(Excerpts from point annotation data)

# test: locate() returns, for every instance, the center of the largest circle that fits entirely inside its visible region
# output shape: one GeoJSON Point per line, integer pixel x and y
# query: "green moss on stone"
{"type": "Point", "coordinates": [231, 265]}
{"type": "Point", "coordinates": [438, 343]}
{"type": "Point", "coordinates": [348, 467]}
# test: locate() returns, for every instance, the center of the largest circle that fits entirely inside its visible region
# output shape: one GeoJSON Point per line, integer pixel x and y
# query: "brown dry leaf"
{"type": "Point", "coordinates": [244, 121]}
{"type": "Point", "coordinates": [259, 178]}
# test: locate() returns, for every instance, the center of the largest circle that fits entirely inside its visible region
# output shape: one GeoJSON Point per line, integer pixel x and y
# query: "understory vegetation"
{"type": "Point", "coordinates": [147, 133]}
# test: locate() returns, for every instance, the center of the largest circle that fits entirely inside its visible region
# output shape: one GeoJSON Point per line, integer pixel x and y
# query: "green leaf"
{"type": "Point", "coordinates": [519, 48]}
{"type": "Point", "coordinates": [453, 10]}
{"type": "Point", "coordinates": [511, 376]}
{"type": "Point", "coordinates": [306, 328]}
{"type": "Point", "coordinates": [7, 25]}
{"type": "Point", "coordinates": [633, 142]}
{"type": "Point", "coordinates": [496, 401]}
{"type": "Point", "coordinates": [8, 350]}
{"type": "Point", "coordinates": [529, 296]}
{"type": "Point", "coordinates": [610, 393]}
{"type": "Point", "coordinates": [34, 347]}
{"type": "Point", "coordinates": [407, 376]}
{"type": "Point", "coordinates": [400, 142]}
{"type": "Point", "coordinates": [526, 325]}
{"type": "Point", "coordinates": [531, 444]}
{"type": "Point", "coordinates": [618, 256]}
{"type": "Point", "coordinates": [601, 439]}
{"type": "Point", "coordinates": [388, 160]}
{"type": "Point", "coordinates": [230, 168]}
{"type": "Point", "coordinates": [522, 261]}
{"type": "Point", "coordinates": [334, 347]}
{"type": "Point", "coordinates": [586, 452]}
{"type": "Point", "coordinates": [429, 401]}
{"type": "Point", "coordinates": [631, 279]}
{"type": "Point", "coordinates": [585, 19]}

The task: Please restate the data word for word, every record included.

Exercise result:
# test: locate() returns, for every instance, the center of the largest circle that fits entirely inside its visible region
# output shape: one GeoJSON Point per line, integer pixel x and y
# query: "green moss on stone"
{"type": "Point", "coordinates": [231, 265]}
{"type": "Point", "coordinates": [438, 343]}
{"type": "Point", "coordinates": [348, 467]}
# test: locate() returns, for every instance, the center of the largest circle that fits entirely inside its visible region
# output shape: one GeoJSON Point per line, integer pixel x and y
# query: "brown dry leaf"
{"type": "Point", "coordinates": [244, 121]}
{"type": "Point", "coordinates": [259, 178]}
# test: locate() returns, for every instance, the center of the largest circle that fits entirely inside its visible region
# output shape: one GeoJSON Point per line, integer pixel x and y
# query: "understory vegetation"
{"type": "Point", "coordinates": [147, 133]}
# test: locate() returns, for every instance, the center of the largest circle that fits entirely inside its visible region
# output shape: one GeoJSON Point per line, integer pixel x and y
# query: "green leaf"
{"type": "Point", "coordinates": [519, 48]}
{"type": "Point", "coordinates": [453, 10]}
{"type": "Point", "coordinates": [511, 376]}
{"type": "Point", "coordinates": [306, 328]}
{"type": "Point", "coordinates": [7, 25]}
{"type": "Point", "coordinates": [633, 142]}
{"type": "Point", "coordinates": [496, 401]}
{"type": "Point", "coordinates": [8, 350]}
{"type": "Point", "coordinates": [529, 296]}
{"type": "Point", "coordinates": [610, 393]}
{"type": "Point", "coordinates": [34, 347]}
{"type": "Point", "coordinates": [407, 376]}
{"type": "Point", "coordinates": [400, 142]}
{"type": "Point", "coordinates": [526, 325]}
{"type": "Point", "coordinates": [531, 444]}
{"type": "Point", "coordinates": [618, 256]}
{"type": "Point", "coordinates": [601, 439]}
{"type": "Point", "coordinates": [388, 160]}
{"type": "Point", "coordinates": [230, 168]}
{"type": "Point", "coordinates": [522, 261]}
{"type": "Point", "coordinates": [334, 347]}
{"type": "Point", "coordinates": [586, 452]}
{"type": "Point", "coordinates": [429, 401]}
{"type": "Point", "coordinates": [631, 279]}
{"type": "Point", "coordinates": [585, 19]}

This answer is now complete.